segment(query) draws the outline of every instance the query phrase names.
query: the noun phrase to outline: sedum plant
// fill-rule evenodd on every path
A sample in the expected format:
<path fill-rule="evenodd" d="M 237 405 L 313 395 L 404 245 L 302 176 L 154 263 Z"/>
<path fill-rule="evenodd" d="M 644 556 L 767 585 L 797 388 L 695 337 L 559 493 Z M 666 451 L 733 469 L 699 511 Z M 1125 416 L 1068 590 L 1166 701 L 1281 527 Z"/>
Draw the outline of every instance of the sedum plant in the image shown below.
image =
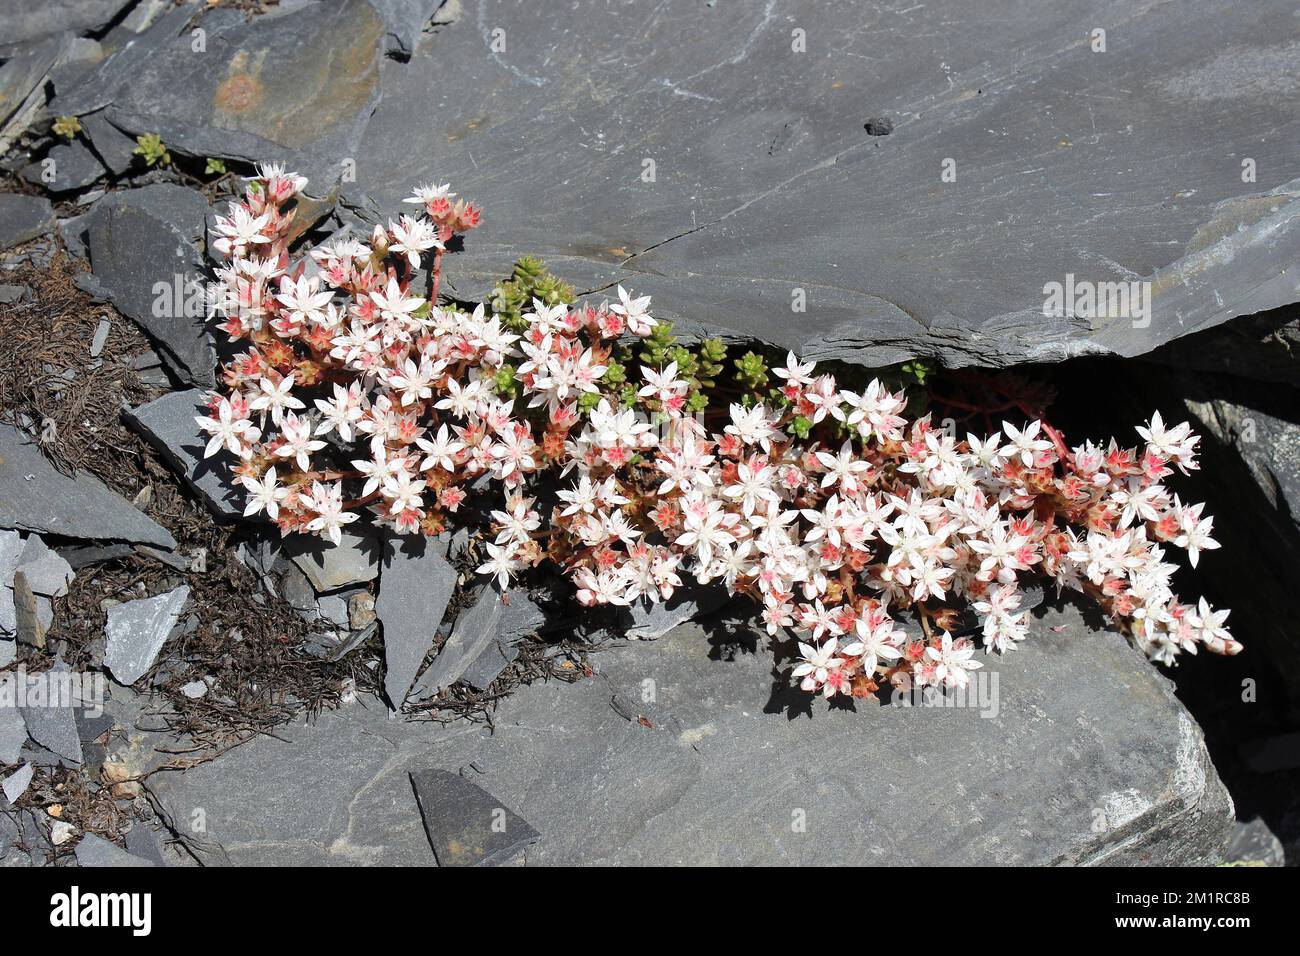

**HOW TO COMPLETE THIS TASK**
What is needed is an exact copy of every line from the one with "644 556 L 767" to the end of the listing above, with the pictures left out.

**EXERCISE ANSWER**
<path fill-rule="evenodd" d="M 644 556 L 767 585 L 797 388 L 695 337 L 559 493 Z M 666 451 L 733 469 L 699 511 Z M 1125 416 L 1068 590 L 1166 701 L 1281 527 Z"/>
Draw the outline of every instance of the sedum plant in the image shown below.
image =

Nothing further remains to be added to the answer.